Goal: State how many lines of the data below contain the string "shirt". Reply with the number alone.

Point labeling data
- - - -
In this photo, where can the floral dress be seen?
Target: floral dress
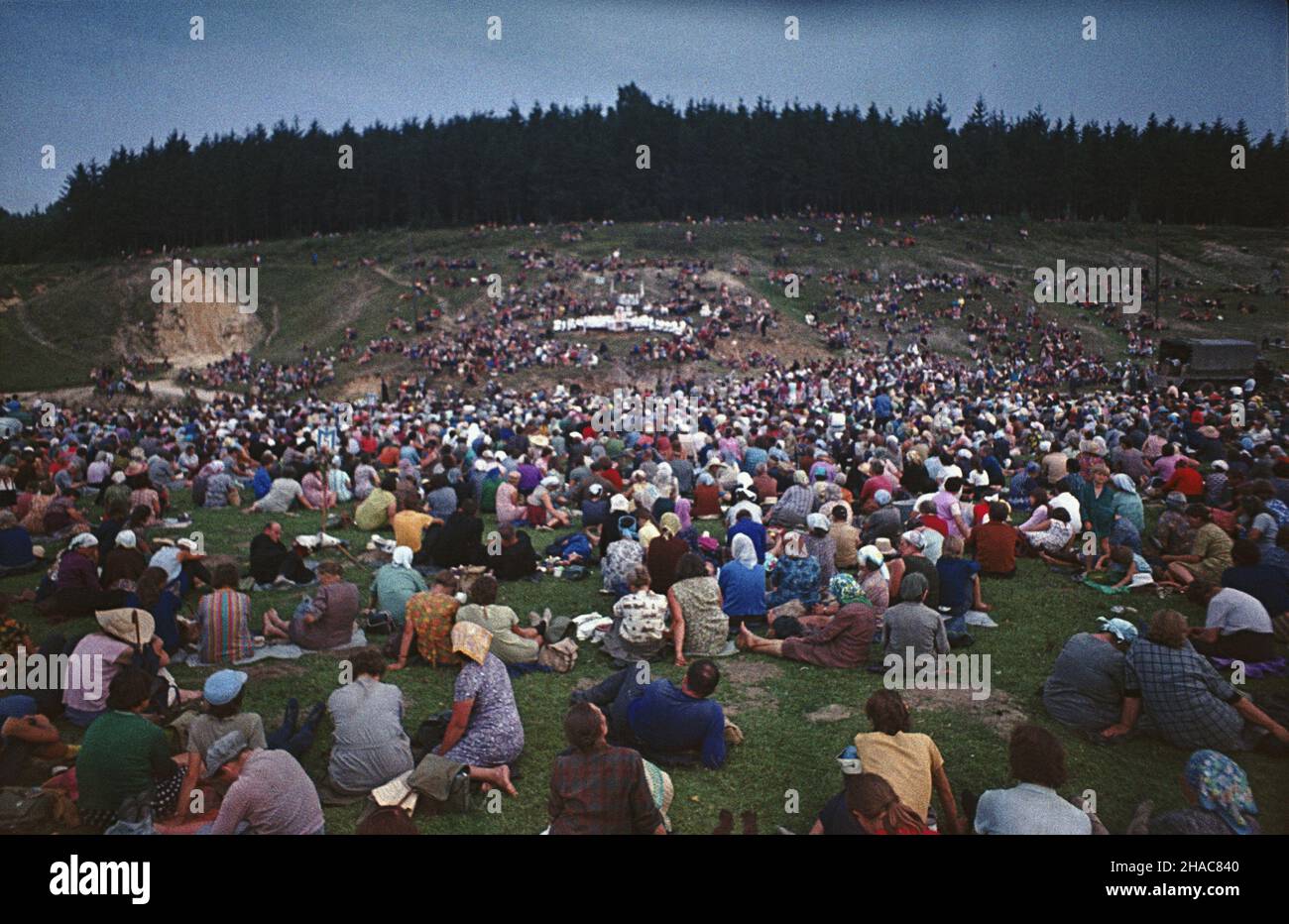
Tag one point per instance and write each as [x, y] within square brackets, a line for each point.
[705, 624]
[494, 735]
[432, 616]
- - - -
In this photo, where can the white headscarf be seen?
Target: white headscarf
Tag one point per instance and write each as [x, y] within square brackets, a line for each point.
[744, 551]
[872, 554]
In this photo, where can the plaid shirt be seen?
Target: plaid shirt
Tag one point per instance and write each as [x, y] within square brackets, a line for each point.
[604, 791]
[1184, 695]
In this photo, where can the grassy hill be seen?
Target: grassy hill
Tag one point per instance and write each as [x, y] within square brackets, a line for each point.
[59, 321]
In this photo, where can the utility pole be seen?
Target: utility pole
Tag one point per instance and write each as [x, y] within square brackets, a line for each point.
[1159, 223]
- - - -
Task solution: 2